> **BRIEF**: Duplicate the records word for word, starting with the line that contains "For the front tire" and continuing through the end of the records.

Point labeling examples
....

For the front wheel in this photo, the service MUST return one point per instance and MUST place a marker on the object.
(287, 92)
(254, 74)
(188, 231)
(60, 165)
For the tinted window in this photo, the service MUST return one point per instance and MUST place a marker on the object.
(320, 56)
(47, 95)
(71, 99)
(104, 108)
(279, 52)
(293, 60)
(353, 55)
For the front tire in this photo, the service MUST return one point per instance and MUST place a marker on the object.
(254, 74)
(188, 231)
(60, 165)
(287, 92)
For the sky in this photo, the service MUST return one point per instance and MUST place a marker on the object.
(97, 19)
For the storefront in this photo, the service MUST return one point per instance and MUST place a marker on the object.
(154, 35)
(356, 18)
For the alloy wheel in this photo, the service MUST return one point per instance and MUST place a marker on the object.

....

> **ANSWER TO THE PROBLEM**:
For the front tire in this photo, the service MUST return one point per instance and MUST place a marker on the object.
(254, 74)
(188, 231)
(60, 165)
(287, 92)
For the sky in this photo, the service MUST return one point per instance and MUST place a marker on the object.
(97, 19)
For the storefront in this photo, the service MUST return one point per instance and MUST place a marker on the object.
(154, 35)
(356, 18)
For the alloy wheel in this photo, the service MUST return one point per instance and MUST place a marker on the object.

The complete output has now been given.